══ PROVIDED INFORMATION

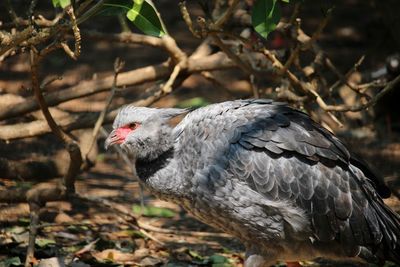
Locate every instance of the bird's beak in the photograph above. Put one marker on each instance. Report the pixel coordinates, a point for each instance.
(112, 139)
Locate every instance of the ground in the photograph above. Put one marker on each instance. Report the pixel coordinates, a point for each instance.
(100, 228)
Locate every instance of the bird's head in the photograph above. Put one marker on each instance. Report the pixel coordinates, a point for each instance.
(143, 132)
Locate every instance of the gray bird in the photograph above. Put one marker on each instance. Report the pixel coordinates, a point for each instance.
(265, 173)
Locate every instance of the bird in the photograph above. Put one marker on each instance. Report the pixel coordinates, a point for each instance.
(265, 173)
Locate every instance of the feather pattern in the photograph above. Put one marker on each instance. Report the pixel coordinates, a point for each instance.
(285, 156)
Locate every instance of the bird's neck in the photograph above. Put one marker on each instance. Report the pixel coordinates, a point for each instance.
(146, 168)
(161, 176)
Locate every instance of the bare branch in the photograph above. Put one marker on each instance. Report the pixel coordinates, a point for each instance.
(218, 61)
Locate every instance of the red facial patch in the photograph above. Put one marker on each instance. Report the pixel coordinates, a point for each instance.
(121, 133)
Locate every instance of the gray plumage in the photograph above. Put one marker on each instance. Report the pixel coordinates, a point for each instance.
(267, 174)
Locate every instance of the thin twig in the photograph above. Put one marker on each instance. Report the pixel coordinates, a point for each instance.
(224, 18)
(188, 20)
(343, 79)
(118, 66)
(76, 31)
(156, 229)
(167, 88)
(305, 87)
(347, 75)
(244, 66)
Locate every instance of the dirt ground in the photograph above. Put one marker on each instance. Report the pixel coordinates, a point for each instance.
(99, 230)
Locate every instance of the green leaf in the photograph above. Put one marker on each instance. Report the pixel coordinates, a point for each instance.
(145, 17)
(265, 16)
(14, 261)
(61, 3)
(195, 254)
(151, 211)
(115, 7)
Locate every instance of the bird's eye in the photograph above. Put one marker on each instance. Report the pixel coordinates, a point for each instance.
(133, 125)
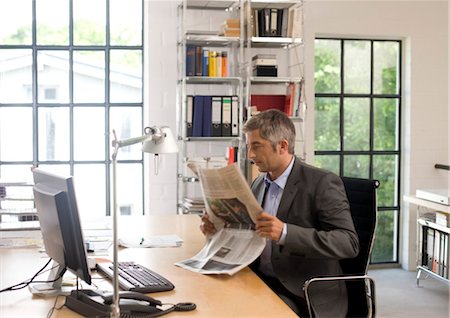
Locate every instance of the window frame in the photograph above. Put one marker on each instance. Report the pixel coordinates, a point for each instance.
(71, 48)
(341, 153)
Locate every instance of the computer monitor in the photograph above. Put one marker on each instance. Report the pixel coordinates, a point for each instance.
(57, 210)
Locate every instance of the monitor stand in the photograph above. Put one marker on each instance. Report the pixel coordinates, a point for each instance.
(54, 286)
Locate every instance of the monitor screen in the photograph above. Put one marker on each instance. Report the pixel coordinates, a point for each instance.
(57, 210)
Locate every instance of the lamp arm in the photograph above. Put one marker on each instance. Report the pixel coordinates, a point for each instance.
(131, 141)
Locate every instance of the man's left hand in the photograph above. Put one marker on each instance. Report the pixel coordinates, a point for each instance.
(269, 226)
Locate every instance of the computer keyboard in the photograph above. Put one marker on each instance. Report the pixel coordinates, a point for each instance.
(135, 277)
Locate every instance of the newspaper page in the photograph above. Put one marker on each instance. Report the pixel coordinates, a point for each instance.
(232, 207)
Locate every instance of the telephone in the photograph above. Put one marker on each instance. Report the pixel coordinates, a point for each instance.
(91, 303)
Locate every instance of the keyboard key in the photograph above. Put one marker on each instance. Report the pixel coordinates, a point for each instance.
(135, 277)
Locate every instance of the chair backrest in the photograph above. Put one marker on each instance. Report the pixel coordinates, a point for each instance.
(361, 194)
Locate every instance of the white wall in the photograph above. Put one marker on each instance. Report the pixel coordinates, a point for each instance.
(423, 27)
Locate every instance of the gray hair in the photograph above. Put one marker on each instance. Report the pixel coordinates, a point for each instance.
(273, 125)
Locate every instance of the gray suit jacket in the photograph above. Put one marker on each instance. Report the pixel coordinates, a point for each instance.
(320, 232)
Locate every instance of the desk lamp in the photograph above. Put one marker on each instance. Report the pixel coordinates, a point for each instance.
(155, 140)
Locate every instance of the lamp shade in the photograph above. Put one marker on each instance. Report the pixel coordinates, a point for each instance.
(165, 143)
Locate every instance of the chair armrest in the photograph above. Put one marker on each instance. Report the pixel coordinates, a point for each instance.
(370, 289)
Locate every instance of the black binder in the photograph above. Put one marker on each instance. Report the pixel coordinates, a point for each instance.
(226, 116)
(216, 118)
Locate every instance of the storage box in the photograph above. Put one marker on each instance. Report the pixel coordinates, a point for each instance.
(265, 70)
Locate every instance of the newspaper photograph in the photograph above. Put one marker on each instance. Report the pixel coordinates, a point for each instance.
(232, 208)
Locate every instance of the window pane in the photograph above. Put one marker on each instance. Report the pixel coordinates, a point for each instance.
(385, 169)
(357, 67)
(327, 66)
(89, 77)
(356, 166)
(16, 140)
(356, 124)
(53, 76)
(330, 163)
(90, 188)
(129, 189)
(126, 76)
(386, 68)
(127, 123)
(386, 237)
(60, 169)
(15, 22)
(89, 22)
(16, 173)
(326, 126)
(126, 29)
(89, 133)
(54, 133)
(15, 76)
(385, 113)
(52, 22)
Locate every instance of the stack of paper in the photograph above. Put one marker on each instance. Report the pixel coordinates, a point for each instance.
(169, 240)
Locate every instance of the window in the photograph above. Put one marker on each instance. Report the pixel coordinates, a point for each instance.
(357, 123)
(71, 71)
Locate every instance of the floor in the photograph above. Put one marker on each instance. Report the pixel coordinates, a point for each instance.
(398, 296)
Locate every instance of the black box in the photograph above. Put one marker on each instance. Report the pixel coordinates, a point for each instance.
(265, 70)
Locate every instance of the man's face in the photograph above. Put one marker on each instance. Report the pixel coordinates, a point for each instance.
(260, 151)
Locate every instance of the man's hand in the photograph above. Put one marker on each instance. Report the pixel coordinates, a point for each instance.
(207, 227)
(269, 226)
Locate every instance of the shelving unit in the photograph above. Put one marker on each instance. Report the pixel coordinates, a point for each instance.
(433, 240)
(199, 25)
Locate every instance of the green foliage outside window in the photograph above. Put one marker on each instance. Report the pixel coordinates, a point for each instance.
(363, 117)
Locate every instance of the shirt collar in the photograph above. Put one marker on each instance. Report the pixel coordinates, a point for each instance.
(281, 180)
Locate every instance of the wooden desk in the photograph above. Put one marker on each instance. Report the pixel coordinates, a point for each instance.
(241, 295)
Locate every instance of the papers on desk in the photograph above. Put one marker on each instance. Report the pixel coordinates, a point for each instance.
(170, 240)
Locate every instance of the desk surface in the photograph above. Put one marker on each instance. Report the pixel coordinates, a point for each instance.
(241, 295)
(428, 204)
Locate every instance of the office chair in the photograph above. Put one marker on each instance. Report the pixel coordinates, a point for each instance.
(361, 194)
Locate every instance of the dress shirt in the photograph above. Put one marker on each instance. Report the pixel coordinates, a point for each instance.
(272, 198)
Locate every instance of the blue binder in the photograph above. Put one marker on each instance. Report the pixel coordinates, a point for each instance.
(207, 116)
(197, 121)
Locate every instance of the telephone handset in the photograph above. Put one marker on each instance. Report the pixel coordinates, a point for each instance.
(91, 303)
(108, 298)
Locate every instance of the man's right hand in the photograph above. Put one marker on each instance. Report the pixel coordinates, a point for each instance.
(207, 227)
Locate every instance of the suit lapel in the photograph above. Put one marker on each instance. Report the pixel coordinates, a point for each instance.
(290, 191)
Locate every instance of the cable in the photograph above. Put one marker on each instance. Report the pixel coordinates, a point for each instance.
(50, 312)
(31, 280)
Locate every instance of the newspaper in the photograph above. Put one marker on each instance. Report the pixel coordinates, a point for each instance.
(232, 208)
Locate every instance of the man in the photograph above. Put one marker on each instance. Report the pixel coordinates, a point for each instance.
(306, 218)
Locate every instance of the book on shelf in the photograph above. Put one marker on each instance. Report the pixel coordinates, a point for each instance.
(207, 115)
(216, 116)
(190, 60)
(434, 250)
(189, 114)
(201, 61)
(212, 116)
(197, 120)
(226, 116)
(295, 22)
(234, 115)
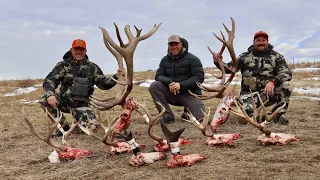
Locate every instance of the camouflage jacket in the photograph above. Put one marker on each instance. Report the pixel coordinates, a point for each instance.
(258, 68)
(65, 71)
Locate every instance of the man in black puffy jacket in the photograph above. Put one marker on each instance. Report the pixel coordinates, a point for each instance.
(178, 72)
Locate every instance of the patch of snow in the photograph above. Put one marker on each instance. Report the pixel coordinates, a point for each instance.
(305, 69)
(20, 91)
(24, 101)
(307, 90)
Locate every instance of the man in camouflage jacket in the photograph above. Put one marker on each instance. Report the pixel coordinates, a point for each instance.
(76, 77)
(266, 72)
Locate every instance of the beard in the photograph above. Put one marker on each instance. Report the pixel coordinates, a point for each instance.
(79, 58)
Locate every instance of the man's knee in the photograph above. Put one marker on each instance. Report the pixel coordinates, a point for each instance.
(155, 86)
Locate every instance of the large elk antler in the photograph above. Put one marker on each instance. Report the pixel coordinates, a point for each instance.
(51, 127)
(124, 51)
(152, 120)
(240, 111)
(108, 130)
(223, 84)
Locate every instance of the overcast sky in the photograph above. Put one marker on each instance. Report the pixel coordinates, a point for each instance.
(36, 33)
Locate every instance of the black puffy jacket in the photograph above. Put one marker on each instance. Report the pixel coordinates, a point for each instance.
(186, 69)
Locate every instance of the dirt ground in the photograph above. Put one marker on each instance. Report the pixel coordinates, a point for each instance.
(23, 156)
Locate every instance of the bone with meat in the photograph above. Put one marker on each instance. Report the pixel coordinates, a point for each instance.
(162, 144)
(65, 152)
(222, 139)
(176, 158)
(138, 158)
(278, 139)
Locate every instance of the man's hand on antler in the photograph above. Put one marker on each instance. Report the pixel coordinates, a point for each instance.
(216, 56)
(269, 89)
(174, 87)
(52, 101)
(121, 72)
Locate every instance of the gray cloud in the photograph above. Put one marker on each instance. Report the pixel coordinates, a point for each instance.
(35, 34)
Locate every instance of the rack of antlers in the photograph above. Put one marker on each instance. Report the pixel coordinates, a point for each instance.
(222, 112)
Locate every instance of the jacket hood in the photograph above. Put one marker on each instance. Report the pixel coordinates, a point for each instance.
(185, 47)
(68, 56)
(252, 50)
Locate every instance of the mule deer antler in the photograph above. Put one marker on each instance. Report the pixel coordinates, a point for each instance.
(108, 130)
(223, 84)
(51, 127)
(240, 111)
(152, 119)
(201, 126)
(124, 51)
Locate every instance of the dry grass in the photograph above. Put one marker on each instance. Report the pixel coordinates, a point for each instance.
(23, 155)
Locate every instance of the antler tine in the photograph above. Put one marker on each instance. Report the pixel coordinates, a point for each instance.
(108, 131)
(119, 37)
(126, 51)
(152, 120)
(252, 120)
(47, 139)
(269, 118)
(202, 127)
(223, 84)
(138, 31)
(150, 33)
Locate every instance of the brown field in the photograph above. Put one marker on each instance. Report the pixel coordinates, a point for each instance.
(23, 156)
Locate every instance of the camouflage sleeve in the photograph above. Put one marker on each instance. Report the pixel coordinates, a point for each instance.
(101, 81)
(161, 74)
(53, 79)
(283, 72)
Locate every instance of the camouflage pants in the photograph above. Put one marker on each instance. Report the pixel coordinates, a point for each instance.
(81, 112)
(281, 95)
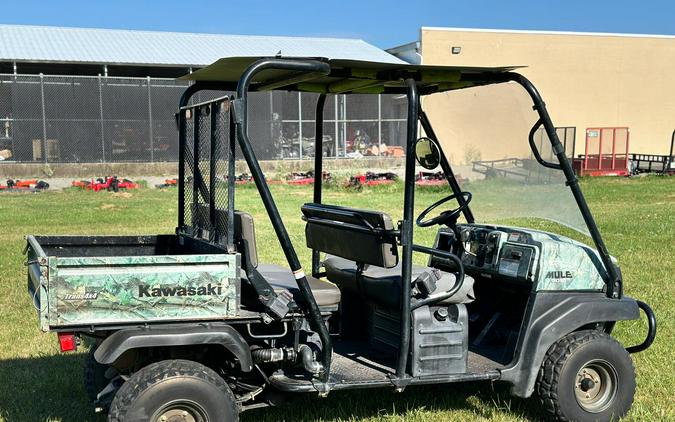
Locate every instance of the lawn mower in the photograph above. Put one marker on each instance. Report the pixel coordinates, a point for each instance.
(110, 184)
(192, 326)
(168, 183)
(305, 178)
(32, 185)
(371, 179)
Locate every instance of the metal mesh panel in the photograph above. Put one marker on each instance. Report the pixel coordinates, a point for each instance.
(208, 165)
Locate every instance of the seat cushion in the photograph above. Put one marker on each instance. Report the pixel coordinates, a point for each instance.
(326, 294)
(383, 285)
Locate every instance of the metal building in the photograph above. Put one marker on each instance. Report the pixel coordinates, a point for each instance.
(96, 95)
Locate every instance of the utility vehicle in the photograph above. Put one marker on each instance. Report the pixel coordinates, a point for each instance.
(192, 327)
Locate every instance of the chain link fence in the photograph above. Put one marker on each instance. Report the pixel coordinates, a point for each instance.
(85, 119)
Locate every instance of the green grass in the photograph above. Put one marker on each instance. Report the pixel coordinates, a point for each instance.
(636, 217)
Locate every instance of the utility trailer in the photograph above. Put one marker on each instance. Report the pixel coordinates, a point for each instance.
(494, 302)
(652, 163)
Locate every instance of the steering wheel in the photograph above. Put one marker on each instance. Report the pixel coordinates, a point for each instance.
(446, 217)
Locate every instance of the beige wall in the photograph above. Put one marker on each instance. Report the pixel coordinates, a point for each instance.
(585, 80)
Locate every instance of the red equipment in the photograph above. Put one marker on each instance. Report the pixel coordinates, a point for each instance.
(606, 152)
(109, 184)
(371, 179)
(168, 183)
(32, 185)
(299, 178)
(425, 178)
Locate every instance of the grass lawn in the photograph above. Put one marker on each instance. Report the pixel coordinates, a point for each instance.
(636, 217)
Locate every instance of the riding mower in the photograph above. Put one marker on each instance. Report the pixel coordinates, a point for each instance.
(192, 326)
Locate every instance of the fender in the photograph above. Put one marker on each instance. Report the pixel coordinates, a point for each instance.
(176, 335)
(551, 316)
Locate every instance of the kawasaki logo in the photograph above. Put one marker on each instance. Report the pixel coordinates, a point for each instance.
(559, 274)
(208, 290)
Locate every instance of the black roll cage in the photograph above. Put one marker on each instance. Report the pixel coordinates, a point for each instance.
(306, 69)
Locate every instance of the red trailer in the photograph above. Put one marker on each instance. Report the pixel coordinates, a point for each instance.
(606, 152)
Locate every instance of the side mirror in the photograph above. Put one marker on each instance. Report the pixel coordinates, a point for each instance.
(427, 153)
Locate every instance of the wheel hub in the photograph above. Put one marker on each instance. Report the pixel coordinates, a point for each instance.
(180, 412)
(595, 386)
(177, 415)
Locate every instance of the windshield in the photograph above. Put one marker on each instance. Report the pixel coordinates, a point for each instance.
(484, 132)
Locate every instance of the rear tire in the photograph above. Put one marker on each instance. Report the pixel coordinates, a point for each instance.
(174, 390)
(587, 376)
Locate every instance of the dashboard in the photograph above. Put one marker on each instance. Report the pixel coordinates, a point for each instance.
(490, 251)
(548, 261)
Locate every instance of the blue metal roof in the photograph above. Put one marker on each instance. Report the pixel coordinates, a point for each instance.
(112, 46)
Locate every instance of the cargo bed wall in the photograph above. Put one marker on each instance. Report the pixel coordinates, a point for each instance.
(82, 291)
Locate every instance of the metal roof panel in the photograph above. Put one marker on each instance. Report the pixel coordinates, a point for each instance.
(112, 46)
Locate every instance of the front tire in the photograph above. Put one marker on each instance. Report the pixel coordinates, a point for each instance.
(587, 376)
(179, 390)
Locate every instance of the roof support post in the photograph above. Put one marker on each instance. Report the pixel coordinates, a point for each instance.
(318, 169)
(407, 226)
(312, 309)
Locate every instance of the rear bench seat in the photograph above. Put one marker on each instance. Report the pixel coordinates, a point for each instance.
(326, 294)
(352, 236)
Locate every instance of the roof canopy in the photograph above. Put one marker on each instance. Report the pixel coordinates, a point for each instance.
(349, 76)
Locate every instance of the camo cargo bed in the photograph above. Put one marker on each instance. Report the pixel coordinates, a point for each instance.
(87, 281)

════

■ WHAT IS BEING ASKED ■
Starting with the line that contains "Locate every instance of the blue metal", repeat each line through the last one exactly as it appears. Include both ends and nothing more.

■ OUTPUT ■
Locate every instance of the blue metal roof in the photograph above. Put one marker on each instance. Report the pixel coordinates, a point for each instance.
(112, 46)
Locate every instance of the cargo bed wall in the photograph above. Put one marker on each instance. Report the pixel coordinates, a point for each instance.
(82, 291)
Locate every instance of the metal roof panel in the photograph above. Put one marker on each instance. Report the pixel coordinates, a point for each instance.
(112, 46)
Locate every instance of the front tire in the photograph above. Put one marker on each instance. Report the pixel coordinates, a point for each instance.
(587, 376)
(179, 390)
Locate every instance of the roof support post in the photograph above. Put one marker on each instance. Report the pixel coordinates, a point for each instance.
(318, 169)
(407, 226)
(312, 309)
Locate every instance of the rear bench seat in the photograph above. Put one marker on each instance. Report the pixel coordinates, a point for each instance.
(326, 294)
(352, 236)
Locate every instance of the roof canopy in the photograph above. Put one marker on each instance. Report the pixel coordinates, a point for each instance.
(349, 76)
Locate every instance of the camo cargo bed in the photograph above. Put one marker on each instance. Report the pixel coordinates, a point for each instance.
(87, 281)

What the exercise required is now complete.